ABOUT THIS TASK:
Answer these questions using the text on rotavirus translation.
1. In what part of the cell does the Rotavirus replication cycle take place?
2. Which 3'-end consensus sequence is highly conserved among the 11 genes in the group A rotaviruses?
3. Which protein is evicted from eIF4G during rotavirus infection?

EXCERPTED TEXT:

= Rotavirus translation =

Comparison of cellular translation (above) and Rotaviral translation (below)

Rotavirus translation, the process of translating mRNA into proteins, occurs in a different way in Rotaviruses. Unlike the vast majority of cellular proteins in other organisms, in Rotaviruses the proteins are translated from capped but nonpolyadenylated mRNAs. The viral nonstructural protein NSP3 specifically binds the 3'-end consensus sequence of viral mRNAs and interacts with the eukaryotic translation initiation factor eIF4G. The Rotavirus replication cycle occurs entirely in the cytoplasm. Upon virus entry, the viral transcriptase synthesizes capped but nonpolyadenylated mRNA The viral mRNAs bear 5' and 3' untranslated regions (UTR) of variable length and are flanked by two different sequences common to all genes.

In the group A rotaviruses, the 3'-end consensus sequence UGACC is highly conserved among the 11 genes. Rotavirus NSP3 presents several similarities to PABP; in rotavirus-infected cells, NSP3 can be cross-linked to the 3' end of rotavirus mRNAs and is coimmunoprecipitated with eIF4G. The binding of NSP3A to eIF4G and its specific interaction with the 3' end of viral mRNA brings the viral mRNA and the translation initiation machinery into contact, thus favoring efficient translation of the viral mRNA. NSP3 interacts with the same region of eIF4G as PABP does. As a consequence, during rotavirus infection PABP is evicted from eIF4G, probably impairing the translation of polyadenylated mRNA and leading to the shutoff of cellular mRNA translation observed during rotavirus infection.

ENTRIES SHOWN:
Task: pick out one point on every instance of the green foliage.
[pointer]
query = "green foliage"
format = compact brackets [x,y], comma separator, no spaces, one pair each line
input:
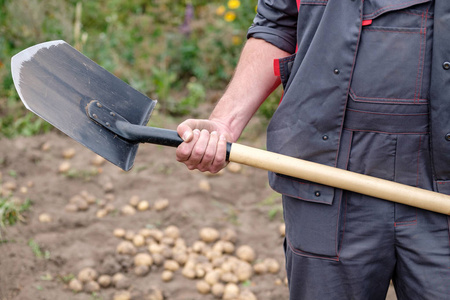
[173,51]
[37,251]
[10,212]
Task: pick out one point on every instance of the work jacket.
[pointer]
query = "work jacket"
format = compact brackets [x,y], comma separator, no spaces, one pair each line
[386,51]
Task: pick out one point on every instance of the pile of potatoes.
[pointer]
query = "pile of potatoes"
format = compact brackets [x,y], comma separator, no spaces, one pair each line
[84,200]
[217,264]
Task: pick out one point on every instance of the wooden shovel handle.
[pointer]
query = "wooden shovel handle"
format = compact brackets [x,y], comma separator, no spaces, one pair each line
[343,179]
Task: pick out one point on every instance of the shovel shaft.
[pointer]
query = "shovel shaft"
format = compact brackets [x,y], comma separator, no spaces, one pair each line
[343,179]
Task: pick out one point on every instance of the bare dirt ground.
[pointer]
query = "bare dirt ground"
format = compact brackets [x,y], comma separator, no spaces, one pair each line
[39,256]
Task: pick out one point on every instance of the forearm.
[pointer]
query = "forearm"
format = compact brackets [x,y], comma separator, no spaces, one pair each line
[251,84]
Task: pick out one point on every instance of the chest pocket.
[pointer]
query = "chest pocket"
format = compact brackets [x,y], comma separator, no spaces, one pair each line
[394,55]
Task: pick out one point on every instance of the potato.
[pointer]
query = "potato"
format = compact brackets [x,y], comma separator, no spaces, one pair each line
[126,248]
[157,234]
[171,265]
[129,235]
[75,285]
[229,277]
[155,248]
[203,287]
[128,210]
[117,277]
[247,295]
[143,205]
[188,272]
[119,232]
[46,146]
[122,295]
[246,253]
[167,252]
[282,229]
[167,275]
[231,291]
[198,246]
[108,187]
[145,232]
[138,240]
[204,185]
[218,289]
[260,268]
[64,167]
[45,218]
[71,207]
[167,241]
[161,204]
[158,259]
[234,167]
[68,153]
[101,213]
[229,235]
[87,274]
[243,271]
[123,284]
[172,232]
[141,270]
[155,294]
[104,281]
[91,287]
[209,235]
[134,200]
[180,257]
[272,265]
[143,259]
[212,277]
[228,247]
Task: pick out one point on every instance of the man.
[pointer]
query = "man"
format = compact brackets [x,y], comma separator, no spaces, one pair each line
[365,90]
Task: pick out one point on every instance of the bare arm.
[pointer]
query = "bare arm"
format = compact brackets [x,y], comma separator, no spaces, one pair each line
[205,140]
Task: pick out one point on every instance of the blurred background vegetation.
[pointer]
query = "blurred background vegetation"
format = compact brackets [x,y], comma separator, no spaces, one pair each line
[180,52]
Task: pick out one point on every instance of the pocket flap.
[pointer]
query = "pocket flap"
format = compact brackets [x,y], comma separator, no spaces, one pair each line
[375,8]
[301,189]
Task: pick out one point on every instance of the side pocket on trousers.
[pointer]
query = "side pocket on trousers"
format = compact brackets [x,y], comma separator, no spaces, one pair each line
[283,68]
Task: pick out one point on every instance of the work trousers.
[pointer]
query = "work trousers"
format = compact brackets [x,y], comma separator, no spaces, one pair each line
[376,241]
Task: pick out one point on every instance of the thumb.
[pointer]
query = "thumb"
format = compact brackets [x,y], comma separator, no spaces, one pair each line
[185,132]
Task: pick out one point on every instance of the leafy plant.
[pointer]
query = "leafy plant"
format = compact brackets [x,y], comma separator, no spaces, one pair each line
[11,213]
[37,251]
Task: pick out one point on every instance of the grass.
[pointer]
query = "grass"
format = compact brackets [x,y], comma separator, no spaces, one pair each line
[37,251]
[11,213]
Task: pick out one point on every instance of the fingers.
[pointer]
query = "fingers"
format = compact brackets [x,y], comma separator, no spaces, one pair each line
[203,151]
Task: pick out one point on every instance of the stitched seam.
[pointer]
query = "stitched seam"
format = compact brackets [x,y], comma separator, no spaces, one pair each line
[302,253]
[340,202]
[302,198]
[393,30]
[385,8]
[422,63]
[350,82]
[418,160]
[407,223]
[322,2]
[419,64]
[386,114]
[385,132]
[384,99]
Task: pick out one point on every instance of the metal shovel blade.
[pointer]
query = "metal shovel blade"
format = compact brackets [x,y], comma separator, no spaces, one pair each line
[56,82]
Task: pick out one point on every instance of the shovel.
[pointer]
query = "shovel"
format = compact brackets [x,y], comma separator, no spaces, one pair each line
[106,115]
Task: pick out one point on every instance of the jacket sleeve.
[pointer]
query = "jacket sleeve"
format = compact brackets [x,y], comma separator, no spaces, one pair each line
[276,23]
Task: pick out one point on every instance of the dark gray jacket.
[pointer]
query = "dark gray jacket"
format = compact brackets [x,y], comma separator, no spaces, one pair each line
[372,50]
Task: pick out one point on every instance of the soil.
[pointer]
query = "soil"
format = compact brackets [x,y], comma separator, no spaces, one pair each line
[70,241]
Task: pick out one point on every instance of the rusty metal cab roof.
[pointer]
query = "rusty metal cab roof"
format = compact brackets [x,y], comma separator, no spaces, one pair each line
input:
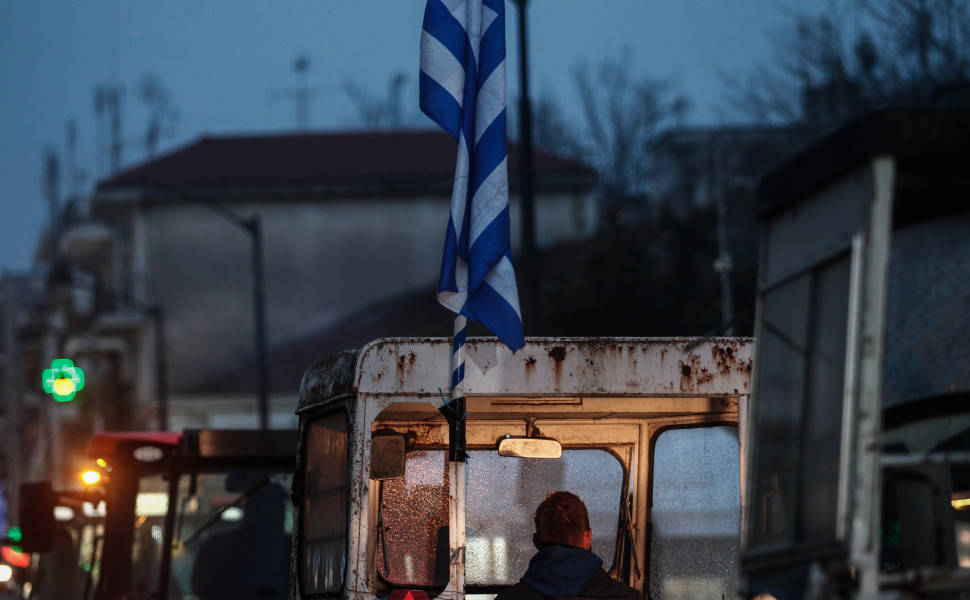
[418,369]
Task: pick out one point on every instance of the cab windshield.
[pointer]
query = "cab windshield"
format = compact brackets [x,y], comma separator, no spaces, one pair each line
[232,534]
[502,494]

SOLVED PROBLEM:
1. Entirely in the cytoplasm.
2. UGACC.
3. PABP.